- Work request: In the listing that follows, locate the line containing "One point for each instance of the metal" and the line containing "One point for each instance of the man's dark". Retype exactly those two lines and every line between them, and nothing more.

- Provided information:
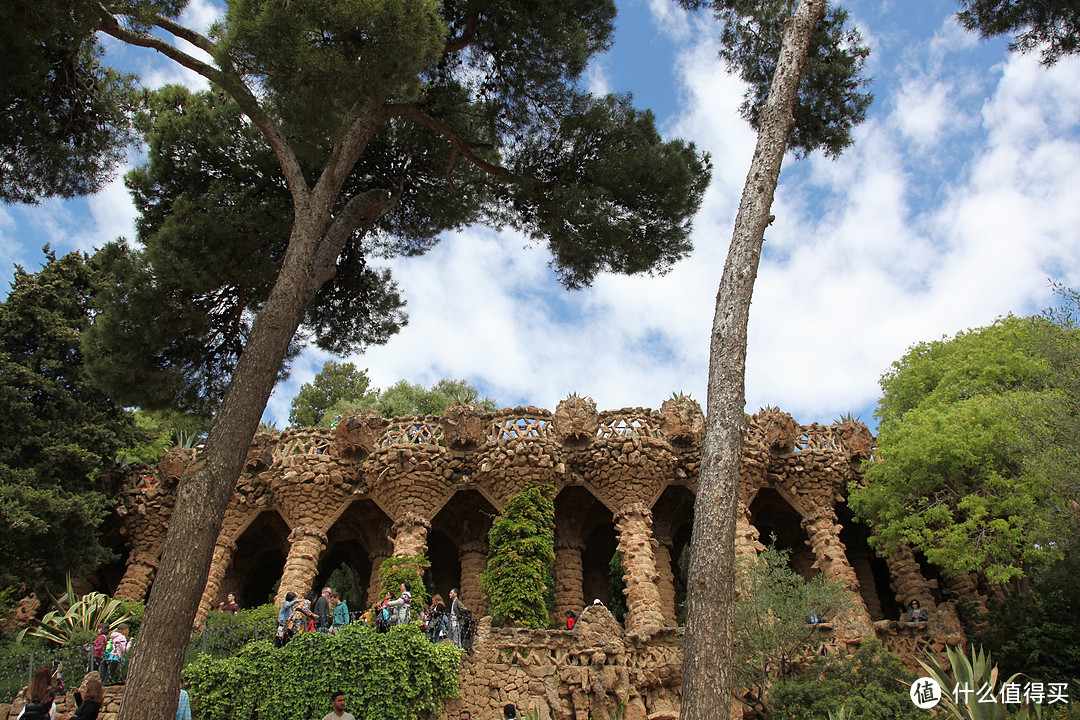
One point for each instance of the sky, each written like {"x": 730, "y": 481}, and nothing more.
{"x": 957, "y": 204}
...
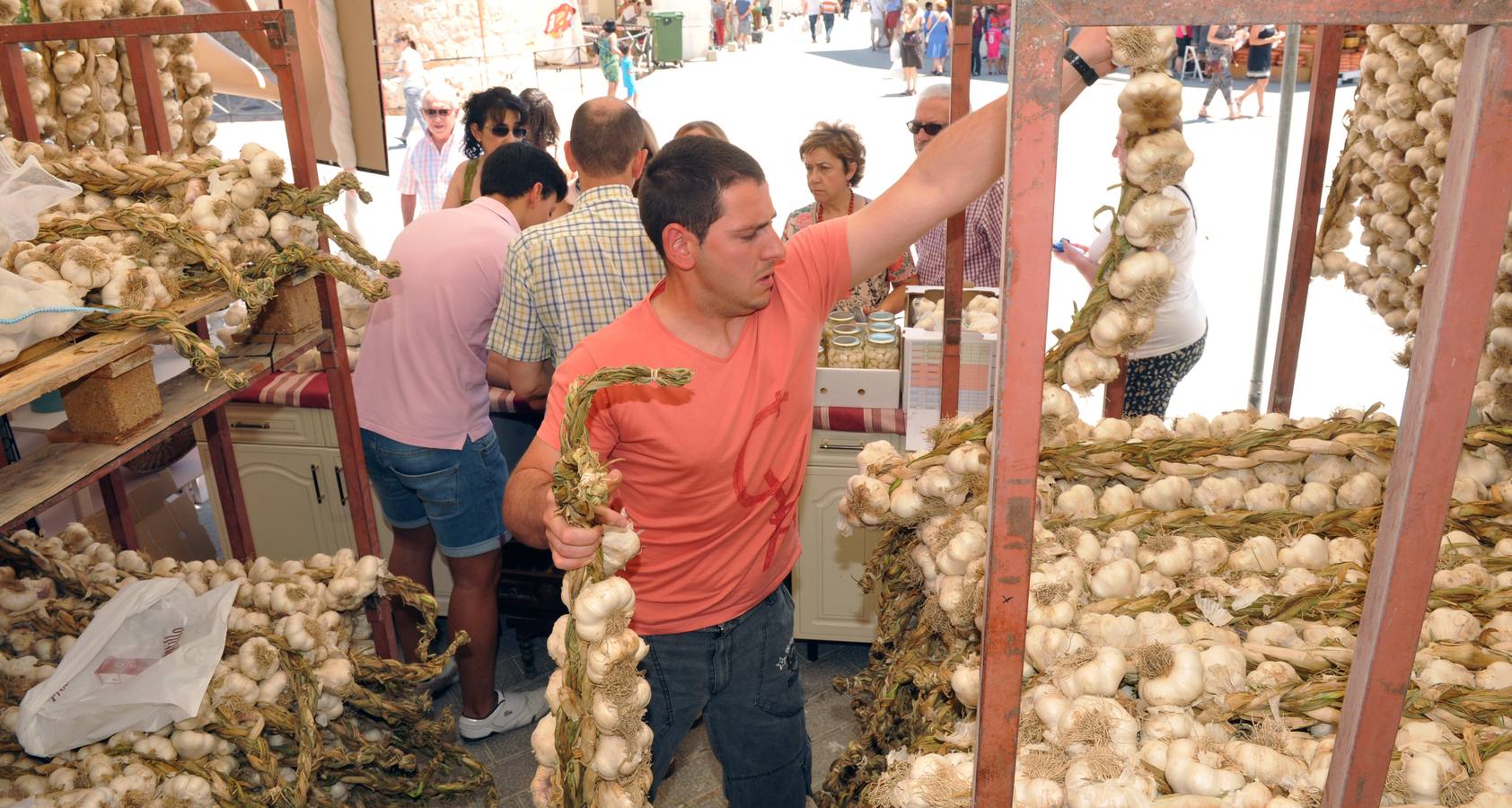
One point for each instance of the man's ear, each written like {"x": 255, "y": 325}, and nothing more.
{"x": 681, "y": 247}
==
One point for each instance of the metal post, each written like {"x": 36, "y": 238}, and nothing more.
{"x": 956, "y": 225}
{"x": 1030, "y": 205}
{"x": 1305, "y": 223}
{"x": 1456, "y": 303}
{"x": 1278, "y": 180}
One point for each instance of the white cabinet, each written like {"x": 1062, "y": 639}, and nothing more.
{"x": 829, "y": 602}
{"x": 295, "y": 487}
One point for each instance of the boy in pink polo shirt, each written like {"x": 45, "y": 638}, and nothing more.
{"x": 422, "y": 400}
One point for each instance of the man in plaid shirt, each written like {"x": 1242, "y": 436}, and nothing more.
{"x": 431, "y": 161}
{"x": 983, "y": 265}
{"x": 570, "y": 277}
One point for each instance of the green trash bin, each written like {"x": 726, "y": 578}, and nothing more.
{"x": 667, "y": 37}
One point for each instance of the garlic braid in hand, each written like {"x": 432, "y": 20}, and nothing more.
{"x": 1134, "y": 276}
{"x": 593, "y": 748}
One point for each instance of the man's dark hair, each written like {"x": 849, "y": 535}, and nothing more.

- Task response:
One point for each instance of the metal post, each written like {"x": 36, "y": 238}, and nothing more.
{"x": 956, "y": 225}
{"x": 1030, "y": 205}
{"x": 1305, "y": 223}
{"x": 1456, "y": 303}
{"x": 1278, "y": 180}
One point for each instance of the white cabinet, each written like {"x": 1062, "y": 639}, and nothing more.
{"x": 829, "y": 602}
{"x": 295, "y": 487}
One point for each instance of the boy in pink polo shirt, each written like {"x": 45, "y": 638}, and nothing more.
{"x": 422, "y": 400}
One point for each instance of the man in plaid shirt, each written like {"x": 1242, "y": 436}, and nothing more.
{"x": 431, "y": 161}
{"x": 983, "y": 265}
{"x": 570, "y": 277}
One point for each instance of the green trash bin, each written like {"x": 726, "y": 578}, and nothing more.
{"x": 667, "y": 37}
One point for each instance of the garlic braid in hand, each written like {"x": 432, "y": 20}, and nothing more.
{"x": 1134, "y": 276}
{"x": 593, "y": 748}
One point for each instance of the man's dark hair, each written like {"x": 849, "y": 535}, and nothing more.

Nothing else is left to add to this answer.